* begin The data *

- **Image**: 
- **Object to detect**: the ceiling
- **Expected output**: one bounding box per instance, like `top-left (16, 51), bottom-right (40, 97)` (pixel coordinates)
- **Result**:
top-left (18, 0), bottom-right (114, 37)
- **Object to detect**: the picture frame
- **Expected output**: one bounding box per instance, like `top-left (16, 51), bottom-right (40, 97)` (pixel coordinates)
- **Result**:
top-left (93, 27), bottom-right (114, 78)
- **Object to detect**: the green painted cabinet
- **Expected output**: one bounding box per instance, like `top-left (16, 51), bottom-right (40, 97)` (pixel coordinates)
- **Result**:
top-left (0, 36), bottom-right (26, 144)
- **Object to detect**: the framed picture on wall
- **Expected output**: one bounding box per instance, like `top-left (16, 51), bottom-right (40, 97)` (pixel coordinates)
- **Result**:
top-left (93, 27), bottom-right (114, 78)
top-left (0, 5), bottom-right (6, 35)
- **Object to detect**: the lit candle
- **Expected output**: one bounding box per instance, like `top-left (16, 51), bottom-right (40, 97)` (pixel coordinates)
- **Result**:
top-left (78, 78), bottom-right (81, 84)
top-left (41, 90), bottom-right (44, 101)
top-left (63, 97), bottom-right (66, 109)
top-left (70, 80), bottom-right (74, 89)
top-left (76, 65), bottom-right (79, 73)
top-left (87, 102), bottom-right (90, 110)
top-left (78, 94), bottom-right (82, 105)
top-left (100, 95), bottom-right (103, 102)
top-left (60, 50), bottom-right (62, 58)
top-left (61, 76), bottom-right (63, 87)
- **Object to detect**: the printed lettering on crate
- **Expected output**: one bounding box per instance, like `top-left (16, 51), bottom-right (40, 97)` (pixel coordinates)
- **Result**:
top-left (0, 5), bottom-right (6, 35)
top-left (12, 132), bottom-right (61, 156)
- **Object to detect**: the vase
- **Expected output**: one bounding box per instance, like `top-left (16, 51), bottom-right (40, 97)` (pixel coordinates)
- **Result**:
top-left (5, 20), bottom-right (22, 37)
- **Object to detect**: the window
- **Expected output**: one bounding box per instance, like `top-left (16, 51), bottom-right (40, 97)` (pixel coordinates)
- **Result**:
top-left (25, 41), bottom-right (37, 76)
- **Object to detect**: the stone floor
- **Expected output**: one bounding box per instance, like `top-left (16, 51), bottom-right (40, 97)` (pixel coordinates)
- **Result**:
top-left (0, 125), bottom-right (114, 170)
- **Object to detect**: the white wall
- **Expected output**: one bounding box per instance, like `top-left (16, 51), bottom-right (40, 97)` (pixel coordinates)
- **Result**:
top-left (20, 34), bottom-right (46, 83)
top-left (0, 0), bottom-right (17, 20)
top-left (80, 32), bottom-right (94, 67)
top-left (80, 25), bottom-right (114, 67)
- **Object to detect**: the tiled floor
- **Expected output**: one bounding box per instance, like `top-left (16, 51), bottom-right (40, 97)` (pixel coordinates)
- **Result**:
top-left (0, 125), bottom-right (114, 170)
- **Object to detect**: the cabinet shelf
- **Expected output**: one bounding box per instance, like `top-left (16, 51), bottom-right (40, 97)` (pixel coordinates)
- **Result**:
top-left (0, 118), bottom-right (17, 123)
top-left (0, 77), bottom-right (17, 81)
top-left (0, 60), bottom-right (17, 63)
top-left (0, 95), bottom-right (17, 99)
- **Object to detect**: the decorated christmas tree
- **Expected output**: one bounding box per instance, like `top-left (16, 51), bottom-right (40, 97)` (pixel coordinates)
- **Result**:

* end The data *

→ **Work instructions**
List every line of the listing above in which the word "wall" appears.

→ **Reply**
- **Object to detect**: the framed picture on wall
- **Object to detect**: the white wall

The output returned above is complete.